◆ Work instructions ◆
Repeat the material verbatim and drop the pictures.

◆ Exercise inputs ◆
────────────────────

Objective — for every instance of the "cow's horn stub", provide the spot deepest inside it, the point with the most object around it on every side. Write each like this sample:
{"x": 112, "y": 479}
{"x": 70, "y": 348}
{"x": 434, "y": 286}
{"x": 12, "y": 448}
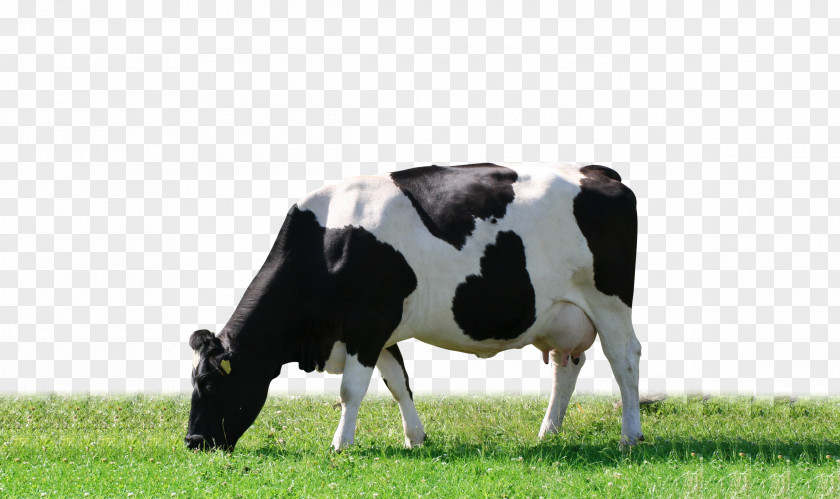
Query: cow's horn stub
{"x": 203, "y": 341}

────────────────────

◆ The response ◆
Objective — for every instance of the "cow's horn stub", provide the spot deepest inside it, the point with the most object around it on every side. Write each like this sample:
{"x": 112, "y": 479}
{"x": 70, "y": 348}
{"x": 434, "y": 286}
{"x": 12, "y": 448}
Query: cow's horn stub
{"x": 203, "y": 341}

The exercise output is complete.